- **What to produce**: Each entry below is to be duplicated verbatim.

Saved entries:
..............................
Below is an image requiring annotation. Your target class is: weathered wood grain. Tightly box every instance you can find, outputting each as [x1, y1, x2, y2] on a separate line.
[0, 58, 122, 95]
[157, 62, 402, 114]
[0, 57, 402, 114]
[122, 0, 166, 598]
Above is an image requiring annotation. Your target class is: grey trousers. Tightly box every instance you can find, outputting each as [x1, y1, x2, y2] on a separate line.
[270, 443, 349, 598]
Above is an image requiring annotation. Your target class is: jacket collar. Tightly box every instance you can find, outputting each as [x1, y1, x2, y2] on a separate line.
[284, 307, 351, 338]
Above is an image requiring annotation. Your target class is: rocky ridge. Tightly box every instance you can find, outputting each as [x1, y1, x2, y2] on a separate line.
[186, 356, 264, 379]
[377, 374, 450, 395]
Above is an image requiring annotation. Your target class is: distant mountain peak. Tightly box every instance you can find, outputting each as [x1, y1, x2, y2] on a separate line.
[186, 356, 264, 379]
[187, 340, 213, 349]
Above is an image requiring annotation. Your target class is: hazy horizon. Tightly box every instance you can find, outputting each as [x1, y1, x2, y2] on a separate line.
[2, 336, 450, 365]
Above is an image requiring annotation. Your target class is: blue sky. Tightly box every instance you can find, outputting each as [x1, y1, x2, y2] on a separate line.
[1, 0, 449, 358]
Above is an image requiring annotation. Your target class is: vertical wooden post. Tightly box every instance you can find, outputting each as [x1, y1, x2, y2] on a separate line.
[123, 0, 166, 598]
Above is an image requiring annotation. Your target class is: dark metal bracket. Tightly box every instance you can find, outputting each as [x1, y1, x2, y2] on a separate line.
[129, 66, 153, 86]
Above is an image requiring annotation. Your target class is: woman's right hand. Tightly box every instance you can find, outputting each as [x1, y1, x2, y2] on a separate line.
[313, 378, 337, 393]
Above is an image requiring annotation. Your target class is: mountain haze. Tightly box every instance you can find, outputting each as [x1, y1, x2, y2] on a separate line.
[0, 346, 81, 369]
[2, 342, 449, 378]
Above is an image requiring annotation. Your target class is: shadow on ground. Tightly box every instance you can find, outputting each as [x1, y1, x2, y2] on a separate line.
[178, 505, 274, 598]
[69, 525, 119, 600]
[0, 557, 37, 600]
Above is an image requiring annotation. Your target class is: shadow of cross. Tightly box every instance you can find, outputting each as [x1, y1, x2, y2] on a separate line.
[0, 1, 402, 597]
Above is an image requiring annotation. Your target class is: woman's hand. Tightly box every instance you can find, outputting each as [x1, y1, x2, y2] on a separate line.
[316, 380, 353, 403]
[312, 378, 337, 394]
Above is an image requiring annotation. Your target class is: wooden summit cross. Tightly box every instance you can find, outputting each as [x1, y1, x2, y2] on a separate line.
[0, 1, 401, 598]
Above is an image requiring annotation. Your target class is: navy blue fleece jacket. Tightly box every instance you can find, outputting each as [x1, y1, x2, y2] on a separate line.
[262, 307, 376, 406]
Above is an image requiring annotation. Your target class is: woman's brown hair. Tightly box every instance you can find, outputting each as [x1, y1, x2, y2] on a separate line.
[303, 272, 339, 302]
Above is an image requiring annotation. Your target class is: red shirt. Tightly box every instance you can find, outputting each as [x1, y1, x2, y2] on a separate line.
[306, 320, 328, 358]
..............................
- **Task answer**:
Below is an image requiring annotation. Your target class is: weathered wood grain. Tightly box every instance you can find, outputting each as [x1, y1, x2, y2] on a separate line.
[0, 58, 122, 95]
[157, 62, 402, 114]
[0, 57, 402, 114]
[122, 0, 166, 598]
Above is an image requiring annotation. Your target class is: grey trousers. Tightly box every instance you can find, outputting each as [x1, y1, x2, y2] on a separate line.
[270, 443, 349, 598]
Above is an image requiring annotation. Your target class is: jacket collar. Tightly box every instance you can find, outputting each as [x1, y1, x2, y2] on a separate line.
[284, 307, 351, 338]
Above is an image requiring annotation. Your target class is: rocky ridge. Tightly box every instance you can find, outputting each as [x1, y1, x2, y2] on a separate line.
[186, 356, 264, 379]
[377, 374, 450, 395]
Above is an image requiring annotation. Your target class is: distant mountain peak. Tightly box every instance you can find, outputting each as [x1, y1, x2, y2] on a separate line.
[186, 356, 264, 379]
[187, 340, 213, 349]
Above is an image requiring annotation. Your target class is: hazy horizon. Tightly box every instance you can find, outputting each as [x1, y1, x2, y2] on a separate line.
[2, 336, 450, 365]
Above is an image requiring annotation. Your target class is: blue sky. Tightly box every instance you can find, outputting each as [x1, y1, x2, y2] on a separate line.
[1, 0, 449, 358]
Above is an image requiring annotation. Your target class is: vertical wooden post. Tightly box every instance you can find, outputting each as [x1, y1, x2, y2] on a separate line.
[123, 0, 166, 598]
Above is an image requiring annotation. Your target class is: dark metal bracket. Tightly box every instance you can find, outputting each as [x1, y1, x2, y2] on a separate line.
[129, 66, 153, 86]
Above is an image requiring annotation. Your target class is: woman's right hand. Tightly box every instance you can find, outputting each as [x1, y1, x2, y2] on a separate line.
[313, 378, 337, 393]
Above is an image requiring annotation. Your target class is: mountain haze. Tightly box every instance you can find, outputting each as [x1, y1, x2, y2] on a separate line.
[0, 346, 81, 369]
[2, 342, 449, 378]
Above is an image requiring annotation. Your target class is: shadow on ground. Tightly box every instance you can find, outputting each as [x1, y1, x2, y2] on a separate line.
[178, 505, 274, 598]
[69, 525, 119, 600]
[0, 557, 37, 600]
Above is an image requiring annotation. Your target class is: shadow of cross. Tightly box every instance you can find, outputting each as [x1, y1, x2, y2] on a separate line.
[0, 1, 402, 597]
Above is an image requiring annotation. Your target class is: woman's hand. Tightly box every instance you can find, outputting each as [x1, y1, x2, y2] on a separate line.
[316, 380, 353, 403]
[312, 378, 337, 394]
Above is an image requiring annotation. Your target class is: wooden summit cross. Tightly box every instance you can find, outputting each as [x1, y1, x2, y2] on a separate line.
[0, 1, 401, 598]
Above is an image requiring annotation. Your target class is: navy blue fleece jacket. Tightly box every instance you can find, outputting each as [x1, y1, x2, y2] on a separate line.
[262, 307, 376, 406]
Above is an image requiring annotation. Your target class is: woman's brown hair. Tightly box every instance you can find, outputting each as [x1, y1, x2, y2] on a separate line.
[303, 272, 339, 302]
Above is an image requiring annotation. Your target class is: red shirt. Tightly box every instance you can find, outputting each as [x1, y1, x2, y2] on a separate line.
[306, 320, 328, 358]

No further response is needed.